BEGIN Text excerpt
Macromolecular Database Question

Q:
I have come across the Macromolecular Database and I
was curious to how a degree of motion is quantified in this site. In the
following link for one of the entries (HIV protease:
http://www.molmovdb.org/cgi-bin/motion.cgi?ID=hivprot), the third box from
the top entitled ‘Description’ says of HIV protease:

"Two large loop regions, that together comprise one quarter of the
structure, move CA atoms ~7 Angstroms"

Is this referring to a RMSD value of an ensemble of structures? Is this a
RMSD value of the whole protein, or only for the domain of those two large
loop regions?

A:
This is described in the DB paper
(http://papers.gersteinlab.org/papers/molmovdb2).

Data request re paper “Prediction and characterization of noncoding RNAs in C.elegans by integrating conservation, seondary structure, and high-throughput sequencing and array data. Genome Research.2011”

Q:
I have read your paper "Prediction and characterization of noncoding RNAs in
C.elegans by integrating conservation, seondary structure, and
high-throughput sequencing and array data. Genome Research.2011". I am
currently doing a project to analyze lncRNAs in C.elegans, therefore it will
be a great help to have the coordinates of the lncRNAs discovered in your
paper. I would be grateful if you can send me the lncRNA annotation
file (GFF,GTF or GFF3 file) by email.

A:
try
http://papers.gersteinlab.org/papers/incrna/
linking to
http://archive.gersteinlab.org/proj/incrna/

pseudogene.org error message

Q:
I would just like to bring the below error message to your attention that I recently received when attempting to access data on pseudogenes.org. (see image)

A:
We were not able to reproduce your error. In order to understand what happened and find a solution, it would be of a considerable help if you could let us know the exact commands you made that resulted in this error.
END Text excerpt
What to work on —
Rename "error message" to "fault notice" and write out the help page from "pseudogene.org error message" down to "pseudogenes.org. (see image)" with that change. The rows come from another source, not from the help page.
BEGIN Information given
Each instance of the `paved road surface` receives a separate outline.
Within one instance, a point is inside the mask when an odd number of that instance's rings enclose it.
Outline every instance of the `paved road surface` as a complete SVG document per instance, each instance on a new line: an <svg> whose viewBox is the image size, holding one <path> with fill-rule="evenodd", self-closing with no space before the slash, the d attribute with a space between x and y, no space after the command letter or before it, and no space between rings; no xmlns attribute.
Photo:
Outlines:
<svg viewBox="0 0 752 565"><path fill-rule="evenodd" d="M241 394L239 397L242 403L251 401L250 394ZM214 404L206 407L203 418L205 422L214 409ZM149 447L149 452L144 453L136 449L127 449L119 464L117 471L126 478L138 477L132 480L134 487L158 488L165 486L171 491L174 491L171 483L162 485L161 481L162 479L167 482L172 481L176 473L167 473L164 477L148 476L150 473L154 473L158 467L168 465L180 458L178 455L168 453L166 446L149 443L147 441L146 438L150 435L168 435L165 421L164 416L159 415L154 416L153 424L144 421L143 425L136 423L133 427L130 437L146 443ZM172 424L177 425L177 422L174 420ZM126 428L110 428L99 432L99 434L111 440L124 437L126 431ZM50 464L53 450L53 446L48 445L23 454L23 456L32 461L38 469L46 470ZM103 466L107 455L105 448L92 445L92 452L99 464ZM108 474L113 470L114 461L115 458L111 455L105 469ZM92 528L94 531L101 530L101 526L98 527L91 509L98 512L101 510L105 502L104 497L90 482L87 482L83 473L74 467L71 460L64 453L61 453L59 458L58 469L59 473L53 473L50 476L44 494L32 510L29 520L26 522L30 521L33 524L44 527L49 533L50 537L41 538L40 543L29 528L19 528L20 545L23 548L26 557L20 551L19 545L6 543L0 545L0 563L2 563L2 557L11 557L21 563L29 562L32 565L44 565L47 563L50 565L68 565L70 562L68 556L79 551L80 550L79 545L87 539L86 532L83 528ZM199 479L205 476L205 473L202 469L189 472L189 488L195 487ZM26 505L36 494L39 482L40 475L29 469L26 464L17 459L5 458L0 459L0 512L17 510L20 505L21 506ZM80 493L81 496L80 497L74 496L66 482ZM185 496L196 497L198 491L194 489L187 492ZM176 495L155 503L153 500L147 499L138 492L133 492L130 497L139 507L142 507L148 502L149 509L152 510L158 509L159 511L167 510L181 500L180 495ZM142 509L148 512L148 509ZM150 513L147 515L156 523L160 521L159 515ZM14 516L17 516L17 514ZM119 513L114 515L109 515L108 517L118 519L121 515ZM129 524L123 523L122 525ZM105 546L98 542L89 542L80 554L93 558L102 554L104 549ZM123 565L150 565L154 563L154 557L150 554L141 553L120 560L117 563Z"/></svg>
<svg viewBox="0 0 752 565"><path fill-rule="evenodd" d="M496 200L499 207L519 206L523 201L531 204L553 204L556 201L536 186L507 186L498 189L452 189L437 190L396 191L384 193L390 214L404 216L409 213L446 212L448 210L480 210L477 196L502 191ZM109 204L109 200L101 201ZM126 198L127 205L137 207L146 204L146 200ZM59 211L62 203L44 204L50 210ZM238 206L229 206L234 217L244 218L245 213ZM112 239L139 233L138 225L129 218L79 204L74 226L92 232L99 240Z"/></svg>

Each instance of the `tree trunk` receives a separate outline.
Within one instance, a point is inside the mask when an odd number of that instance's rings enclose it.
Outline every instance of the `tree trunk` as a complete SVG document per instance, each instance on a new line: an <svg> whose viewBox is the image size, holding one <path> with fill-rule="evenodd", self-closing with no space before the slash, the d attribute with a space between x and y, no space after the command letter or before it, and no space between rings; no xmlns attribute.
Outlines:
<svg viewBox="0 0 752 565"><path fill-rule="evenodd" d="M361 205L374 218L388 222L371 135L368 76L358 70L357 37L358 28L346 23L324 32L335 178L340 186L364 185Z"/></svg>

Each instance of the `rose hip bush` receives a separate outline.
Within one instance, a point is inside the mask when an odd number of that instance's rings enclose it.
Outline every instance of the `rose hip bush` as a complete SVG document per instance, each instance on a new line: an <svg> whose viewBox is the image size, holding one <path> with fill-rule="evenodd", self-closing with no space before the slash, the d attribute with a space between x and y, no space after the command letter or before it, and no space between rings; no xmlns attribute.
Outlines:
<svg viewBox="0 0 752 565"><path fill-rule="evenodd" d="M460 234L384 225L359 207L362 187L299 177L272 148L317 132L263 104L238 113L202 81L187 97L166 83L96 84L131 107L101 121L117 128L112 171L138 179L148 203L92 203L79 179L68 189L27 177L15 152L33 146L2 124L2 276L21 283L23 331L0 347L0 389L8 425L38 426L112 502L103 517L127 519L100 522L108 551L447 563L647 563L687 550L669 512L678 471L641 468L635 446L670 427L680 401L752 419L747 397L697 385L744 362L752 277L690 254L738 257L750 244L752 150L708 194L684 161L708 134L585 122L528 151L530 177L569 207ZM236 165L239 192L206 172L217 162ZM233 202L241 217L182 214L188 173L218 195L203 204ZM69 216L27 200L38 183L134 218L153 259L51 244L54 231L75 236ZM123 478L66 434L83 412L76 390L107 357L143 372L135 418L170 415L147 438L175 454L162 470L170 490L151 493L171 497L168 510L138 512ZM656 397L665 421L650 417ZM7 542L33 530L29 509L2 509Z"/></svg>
END Information given
Reply to the task —
pseudogene.org fault notice

Q:
I would just like to bring the below fault notice to your attention that I recently received when attempting to access data on pseudogenes.org. (see image)